After my dad's stroke, after weeks of ICUs and respirators, and after my mom told the hospital administrators to resuscitate if necessary, my dad's health stabilized. But he failed to show any signs that he would regain the use of his left side or much of his independence. So my mom put my dad in a nursing home. Then she bought a $35,000 wheelchair-accessible van.

The first year my dad was in the nursing home, he drove everyone nuts. "Let's go! Let's go!" he'd pound the armrest of his wheelchair with his good hand. At night, he'd beat on the bed rail, prompting the aides to ask, "What are we going to do with Myles? He's disturbing the other patients." My mom lived in fear that they'd kick him out, like the disruptive child in day care. She was the one who had first saved his life, but when he behaved this way she'd threaten to kill him and almost mean it, at least in the heat of the moment.

For a couple of years, my mom would try to bring my dad back to their house almost every day, or take him out shopping or to lunch. Sometimes these outings worked out nicely, but just as often they'd lead to the kind of fights between my parents that used to embarrass me as a kid. My dad's good leg would start bouncing on his footrest. The fist pounding would begin. He'd yell about real and imaginary pain. He'd obsess about having to go to the bathroom. "Myles, be still!" my mom would shout back, "You're in the middle of Home Depot for God sakes!"

========================================================================

# [What the exercise asks]
Reproduce the passage about the father's stroke and nursing home, everything from "The first year" down to "of the moment.". The data has nothing to do with this.

# [Study material]
========================================================================

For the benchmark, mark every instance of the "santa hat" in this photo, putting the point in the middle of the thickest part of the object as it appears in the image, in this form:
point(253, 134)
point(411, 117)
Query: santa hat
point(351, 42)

========================================================================

# [Expected answer]
The first year my dad was in the nursing home, he drove everyone nuts. "Let's go! Let's go!" he'd pound the armrest of his wheelchair with his good hand. At night, he'd beat on the bed rail, prompting the aides to ask, "What are we going to do with Myles? He's disturbing the other patients." My mom lived in fear that they'd kick him out, like the disruptive child in day care. She was the one who had first saved his life, but when he behaved this way she'd threaten to kill him and almost mean it, at least in the heat of the moment.